Perverse Share Options

Many of the worst practices in business involve share option schemes that effectively transfer equity from shareholders to company executives. Shareholders taking a long-term view of this can only really regard it as perverse – why would I want, in effect, to give some of my shares to a bunch of executives who are already being handsomely compensated for running my company? If executives aren’t being paid well enough already then give them more money, not part of your company – if they want shares then they should buy them along with the rest of us (see, for example, Buyback Brouhaha).

Incentivising managers to get their company's share price up on a relatively short-term basis can only promote bad habits. Worse still, the hurdles set to allow executives to reward themselves at the expense of the shareholders are often absurdly low, incredibly crude and wilfully obscure. And get re-priced every so often when share prices fall. Here in the UK we’ve seen a spate of companies doing just that while simultaneously announcing rights issues that instantly guarantee the managers a juicy profit and a greater slug of equity. Nice work if you can get it, but ethical?

Peverse Shareholders

If these awards are so obviously perverse why do shareholders permit them? Well guess what? Many of these shareholders are themselves being perversely incentivised to do so. Larger companies have shareholder lists dominated by various pension and investment funds and the managers of these organisations are rewarded – short-term – by how well they do against various targets, most of which are directly related to the share prices of their funds’ underlying holdings.

> [STORED DATA]:
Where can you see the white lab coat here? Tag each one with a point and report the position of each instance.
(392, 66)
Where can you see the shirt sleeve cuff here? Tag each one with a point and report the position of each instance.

> [EXERCISE]: Write out the piece on perverse share options again, word for word from start to finish.

> [SOLVED PROBLEM]:
Perverse Share Options

Many of the worst practices in business involve share option schemes that effectively transfer equity from shareholders to company executives. Shareholders taking a long-term view of this can only really regard it as perverse – why would I want, in effect, to give some of my shares to a bunch of executives who are already being handsomely compensated for running my company? If executives aren’t being paid well enough already then give them more money, not part of your company – if they want shares then they should buy them along with the rest of us (see, for example, Buyback Brouhaha).

Incentivising managers to get their company's share price up on a relatively short-term basis can only promote bad habits. Worse still, the hurdles set to allow executives to reward themselves at the expense of the shareholders are often absurdly low, incredibly crude and wilfully obscure. And get re-priced every so often when share prices fall. Here in the UK we’ve seen a spate of companies doing just that while simultaneously announcing rights issues that instantly guarantee the managers a juicy profit and a greater slug of equity. Nice work if you can get it, but ethical?

Peverse Shareholders

If these awards are so obviously perverse why do shareholders permit them? Well guess what? Many of these shareholders are themselves being perversely incentivised to do so. Larger companies have shareholder lists dominated by various pension and investment funds and the managers of these organisations are rewarded – short-term – by how well they do against various targets, most of which are directly related to the share prices of their funds’ underlying holdings.